Given records:
*** Begin section ***
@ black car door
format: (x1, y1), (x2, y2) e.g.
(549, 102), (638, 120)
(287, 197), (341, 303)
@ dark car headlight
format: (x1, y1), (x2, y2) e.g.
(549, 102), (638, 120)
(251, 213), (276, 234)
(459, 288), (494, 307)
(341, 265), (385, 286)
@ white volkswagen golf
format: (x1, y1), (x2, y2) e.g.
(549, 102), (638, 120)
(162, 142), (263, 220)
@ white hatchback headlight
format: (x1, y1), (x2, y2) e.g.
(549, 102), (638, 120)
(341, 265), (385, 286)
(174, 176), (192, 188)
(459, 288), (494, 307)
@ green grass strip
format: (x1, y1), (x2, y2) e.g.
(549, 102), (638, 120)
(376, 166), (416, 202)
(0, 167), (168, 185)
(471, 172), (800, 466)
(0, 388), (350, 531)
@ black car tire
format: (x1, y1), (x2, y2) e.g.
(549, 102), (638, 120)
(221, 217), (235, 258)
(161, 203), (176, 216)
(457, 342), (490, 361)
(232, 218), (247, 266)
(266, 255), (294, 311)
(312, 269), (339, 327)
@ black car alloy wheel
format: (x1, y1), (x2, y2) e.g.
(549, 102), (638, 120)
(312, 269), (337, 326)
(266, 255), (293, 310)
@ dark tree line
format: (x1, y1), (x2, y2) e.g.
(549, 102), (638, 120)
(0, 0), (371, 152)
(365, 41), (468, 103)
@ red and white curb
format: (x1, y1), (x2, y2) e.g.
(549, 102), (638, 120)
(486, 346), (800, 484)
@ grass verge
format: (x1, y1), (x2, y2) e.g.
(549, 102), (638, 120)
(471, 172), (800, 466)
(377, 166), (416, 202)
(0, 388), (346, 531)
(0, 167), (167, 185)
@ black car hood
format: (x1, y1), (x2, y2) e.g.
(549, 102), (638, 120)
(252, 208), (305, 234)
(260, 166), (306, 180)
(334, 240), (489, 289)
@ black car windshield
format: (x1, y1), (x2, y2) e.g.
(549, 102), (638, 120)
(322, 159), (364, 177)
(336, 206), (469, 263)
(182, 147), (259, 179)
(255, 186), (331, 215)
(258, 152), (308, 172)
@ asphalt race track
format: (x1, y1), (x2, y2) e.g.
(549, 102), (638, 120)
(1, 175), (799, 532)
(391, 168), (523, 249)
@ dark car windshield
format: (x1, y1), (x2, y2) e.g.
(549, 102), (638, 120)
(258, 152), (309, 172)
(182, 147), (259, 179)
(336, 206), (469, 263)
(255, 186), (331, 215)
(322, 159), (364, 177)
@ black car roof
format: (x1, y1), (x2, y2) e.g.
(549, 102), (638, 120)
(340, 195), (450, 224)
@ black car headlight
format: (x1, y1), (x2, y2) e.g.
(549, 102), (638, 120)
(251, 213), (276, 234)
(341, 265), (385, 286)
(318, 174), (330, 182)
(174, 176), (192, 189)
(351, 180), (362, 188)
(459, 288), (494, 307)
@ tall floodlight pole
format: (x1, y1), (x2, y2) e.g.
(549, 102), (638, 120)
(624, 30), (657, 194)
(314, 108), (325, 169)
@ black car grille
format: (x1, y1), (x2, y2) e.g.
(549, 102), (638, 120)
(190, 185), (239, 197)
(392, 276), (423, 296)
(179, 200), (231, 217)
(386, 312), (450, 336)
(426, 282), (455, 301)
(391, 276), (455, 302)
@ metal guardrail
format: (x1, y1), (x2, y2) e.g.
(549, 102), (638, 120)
*** End section ***
Task statement: All of the entries, from the first line to the last, should be duplicated exactly.

Problem solution:
@ black car door
format: (x1, y1), (x2, y2) e.g.
(549, 102), (638, 120)
(287, 197), (341, 303)
@ dark car headlight
format: (x1, y1), (x2, y2) e.g.
(549, 102), (638, 120)
(251, 213), (276, 234)
(459, 288), (494, 307)
(341, 265), (385, 286)
@ white volkswagen golf
format: (x1, y1), (x2, y2) e.g.
(549, 102), (638, 120)
(162, 142), (263, 220)
@ white hatchback headlight
format: (x1, y1), (x2, y2) e.g.
(549, 102), (638, 120)
(341, 265), (385, 286)
(174, 176), (192, 188)
(459, 288), (494, 307)
@ green grass strip
format: (x1, y1), (x2, y2) e.g.
(549, 102), (638, 120)
(376, 166), (416, 202)
(0, 167), (168, 185)
(471, 172), (800, 466)
(0, 388), (350, 531)
@ black car tire
format: (x1, y1), (x2, y2) e.g.
(549, 102), (638, 120)
(221, 217), (235, 258)
(161, 203), (176, 216)
(457, 342), (490, 361)
(232, 218), (247, 266)
(266, 255), (294, 311)
(312, 269), (339, 327)
@ black car alloy wheel
format: (x1, y1), (x2, y2) e.g.
(549, 102), (638, 120)
(312, 269), (337, 326)
(266, 255), (293, 310)
@ dark tree line
format: (x1, y1), (x2, y2) e.g.
(549, 102), (638, 120)
(0, 0), (371, 152)
(365, 41), (468, 103)
@ red and white curb
format: (x1, y1), (x2, y2) e.g.
(549, 102), (638, 120)
(486, 346), (800, 484)
@ grass verge
format: (x1, y1), (x2, y2) e.g.
(549, 102), (638, 120)
(471, 172), (800, 466)
(377, 166), (416, 202)
(0, 388), (346, 531)
(0, 167), (167, 185)
@ black car hood
format: (x1, y1), (x2, y2) e.g.
(549, 102), (638, 120)
(252, 208), (305, 234)
(260, 166), (306, 180)
(334, 240), (489, 289)
@ black car windshield
format: (x1, y1), (x2, y2) e.g.
(549, 102), (638, 120)
(322, 159), (364, 177)
(336, 206), (469, 263)
(182, 147), (259, 179)
(255, 186), (331, 215)
(258, 152), (308, 172)
@ asphalt race track
format: (x1, y1), (x2, y2) e.g.
(549, 102), (638, 120)
(1, 175), (799, 532)
(391, 168), (523, 249)
@ dark car windshield
format: (x1, y1), (x2, y2) e.g.
(549, 102), (638, 120)
(258, 152), (309, 172)
(182, 147), (259, 179)
(336, 206), (469, 263)
(255, 186), (331, 215)
(322, 159), (364, 177)
@ black car roof
format: (x1, y1), (x2, y2) e.g.
(549, 102), (638, 120)
(340, 195), (450, 224)
@ black car headlight
format: (x1, y1), (x2, y2) e.g.
(549, 102), (638, 120)
(251, 213), (276, 234)
(341, 265), (385, 286)
(318, 174), (330, 182)
(174, 176), (192, 189)
(351, 180), (362, 188)
(459, 288), (494, 307)
@ tall floodlight pole
format: (x1, y1), (x2, y2) e.g.
(549, 102), (638, 120)
(624, 30), (657, 194)
(314, 108), (325, 169)
@ black car grille
format: (x1, y1), (x2, y2) e.g.
(549, 102), (638, 120)
(190, 185), (239, 197)
(392, 276), (423, 296)
(179, 200), (231, 217)
(386, 312), (450, 336)
(426, 282), (455, 301)
(391, 276), (455, 302)
@ metal guardrail
format: (x1, y1), (x2, y2) e.g.
(549, 102), (638, 120)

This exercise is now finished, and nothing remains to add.